# Task description:
Repeat every record exactly.

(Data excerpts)
::::

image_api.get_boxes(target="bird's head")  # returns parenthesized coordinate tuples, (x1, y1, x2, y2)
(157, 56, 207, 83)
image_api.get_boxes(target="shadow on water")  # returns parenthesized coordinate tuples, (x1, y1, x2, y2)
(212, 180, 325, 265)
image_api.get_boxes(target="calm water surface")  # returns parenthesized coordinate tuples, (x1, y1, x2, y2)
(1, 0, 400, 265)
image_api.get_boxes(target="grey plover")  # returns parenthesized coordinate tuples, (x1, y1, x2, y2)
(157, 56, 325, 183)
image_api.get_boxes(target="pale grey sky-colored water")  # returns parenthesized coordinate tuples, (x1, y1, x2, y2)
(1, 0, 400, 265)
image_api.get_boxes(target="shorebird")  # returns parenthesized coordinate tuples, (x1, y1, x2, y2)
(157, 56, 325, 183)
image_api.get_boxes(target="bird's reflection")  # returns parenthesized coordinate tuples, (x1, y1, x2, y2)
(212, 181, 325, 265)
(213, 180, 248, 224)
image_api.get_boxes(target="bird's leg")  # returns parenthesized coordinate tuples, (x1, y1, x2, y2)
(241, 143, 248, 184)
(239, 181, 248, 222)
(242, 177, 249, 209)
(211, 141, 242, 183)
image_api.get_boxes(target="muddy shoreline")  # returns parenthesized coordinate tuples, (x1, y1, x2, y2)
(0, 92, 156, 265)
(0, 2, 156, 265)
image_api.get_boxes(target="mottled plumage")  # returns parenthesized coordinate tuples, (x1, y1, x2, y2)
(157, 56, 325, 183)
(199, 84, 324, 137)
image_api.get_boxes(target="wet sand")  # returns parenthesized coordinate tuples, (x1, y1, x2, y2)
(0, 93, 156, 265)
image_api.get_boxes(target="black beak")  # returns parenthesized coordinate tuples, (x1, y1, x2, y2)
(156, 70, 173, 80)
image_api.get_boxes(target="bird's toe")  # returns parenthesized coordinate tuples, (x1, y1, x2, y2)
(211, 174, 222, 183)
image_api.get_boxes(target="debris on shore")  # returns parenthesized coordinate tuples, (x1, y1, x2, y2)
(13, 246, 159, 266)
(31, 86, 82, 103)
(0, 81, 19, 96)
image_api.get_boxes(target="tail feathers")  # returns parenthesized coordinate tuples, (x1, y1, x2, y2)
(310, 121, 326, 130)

::::

# Solution to this problem:
image_api.get_boxes(target="bird's head")  # returns parenthesized coordinate tuples, (x1, y1, x2, y2)
(157, 56, 207, 83)
image_api.get_boxes(target="shadow on water")  # returns parenthesized coordinate tuples, (x1, y1, x2, y2)
(212, 180, 325, 265)
image_api.get_boxes(target="calm water surface")  # returns parenthesized coordinate tuples, (x1, y1, x2, y2)
(1, 0, 400, 265)
image_api.get_boxes(target="grey plover")  # returns parenthesized coordinate tuples, (x1, y1, x2, y2)
(157, 56, 325, 183)
image_api.get_boxes(target="pale grey sky-colored water")  # returns parenthesized coordinate tuples, (x1, y1, x2, y2)
(1, 0, 400, 265)
image_api.get_boxes(target="shorebird")  # returns parenthesized coordinate tuples, (x1, y1, x2, y2)
(157, 56, 325, 183)
image_api.get_boxes(target="bird's reflection")  # returns parenthesized coordinate tuples, (x1, y1, x2, y2)
(212, 181, 325, 265)
(213, 180, 248, 224)
image_api.get_boxes(target="bird's leg")  # returns parenthesized coordinate tuples, (x1, y1, x2, y2)
(241, 143, 248, 184)
(239, 181, 248, 222)
(242, 177, 249, 209)
(211, 141, 242, 183)
image_api.get_boxes(target="muddy shoreline")  # returns parenthesized coordinate tuples, (x1, y1, x2, y2)
(0, 92, 156, 265)
(0, 2, 156, 265)
image_api.get_boxes(target="mottled plumage")  # returns parenthesized coordinate tuples, (x1, y1, x2, y2)
(157, 56, 325, 183)
(199, 84, 324, 137)
image_api.get_boxes(target="wet sand")  # returns parenthesized coordinate tuples, (x1, y1, x2, y2)
(0, 93, 156, 265)
image_api.get_boxes(target="black beak")  # returns parenthesized coordinate tuples, (x1, y1, x2, y2)
(156, 70, 173, 80)
image_api.get_boxes(target="bird's toe")  # returns parenthesized coordinate tuples, (x1, y1, x2, y2)
(211, 174, 222, 183)
image_api.get_boxes(target="debris on shore")  # returns parenthesized coordinate tuples, (x1, y1, x2, y2)
(13, 246, 159, 266)
(31, 86, 82, 103)
(0, 81, 19, 96)
image_api.get_boxes(target="tail feathers")  # returns parenthesized coordinate tuples, (x1, y1, x2, y2)
(310, 121, 326, 130)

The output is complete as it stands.